Problem details
Please write out exactly the lines of the data below from the line holding "Practice step: find every instance of the blonde" through the line holding "Target: bookshelf", and leave out the rest.

Source material
»»

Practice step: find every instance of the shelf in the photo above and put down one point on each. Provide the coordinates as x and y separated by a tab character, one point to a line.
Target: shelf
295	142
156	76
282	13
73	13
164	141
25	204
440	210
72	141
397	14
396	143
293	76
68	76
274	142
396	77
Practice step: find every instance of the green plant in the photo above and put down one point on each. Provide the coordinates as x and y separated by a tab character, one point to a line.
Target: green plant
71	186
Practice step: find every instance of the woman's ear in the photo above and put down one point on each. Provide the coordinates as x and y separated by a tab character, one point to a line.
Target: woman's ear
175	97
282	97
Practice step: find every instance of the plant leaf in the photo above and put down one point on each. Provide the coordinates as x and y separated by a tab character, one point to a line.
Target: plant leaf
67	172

««
»»

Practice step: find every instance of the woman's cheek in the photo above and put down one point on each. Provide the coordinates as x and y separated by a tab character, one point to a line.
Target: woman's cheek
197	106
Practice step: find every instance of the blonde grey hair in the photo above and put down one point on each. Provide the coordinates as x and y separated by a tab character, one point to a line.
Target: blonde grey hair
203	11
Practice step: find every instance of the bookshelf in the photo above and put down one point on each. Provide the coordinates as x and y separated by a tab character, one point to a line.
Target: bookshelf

««
»»

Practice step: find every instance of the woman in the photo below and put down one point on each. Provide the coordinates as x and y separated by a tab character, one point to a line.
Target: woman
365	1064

««

Expected answer
Practice step: find every instance of the blonde grey hair in the photo above and put down one point on each. Provide the coordinates as x and y separated by a tab character, one point to a line.
Target: blonde grey hair
203	11
Practice step: find every instance of the bookshelf in the photo above and put down one point on each. Provide the coordinates as x and y separated by a tab character, one point to a line.
Target: bookshelf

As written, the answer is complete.